◆ Activity ◆
Write each entry out once more, please, precisely as shown.

◆ Data records ◆
<<<<

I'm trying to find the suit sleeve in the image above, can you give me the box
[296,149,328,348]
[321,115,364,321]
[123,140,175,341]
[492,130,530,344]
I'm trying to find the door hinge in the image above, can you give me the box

>>>>

◆ Your response ◆
I'm trying to find the suit sleeve in the image above, can you give me the box
[296,149,328,348]
[321,115,364,321]
[123,140,175,341]
[492,130,530,344]
I'm trying to find the door hinge in the image above, can you give me the box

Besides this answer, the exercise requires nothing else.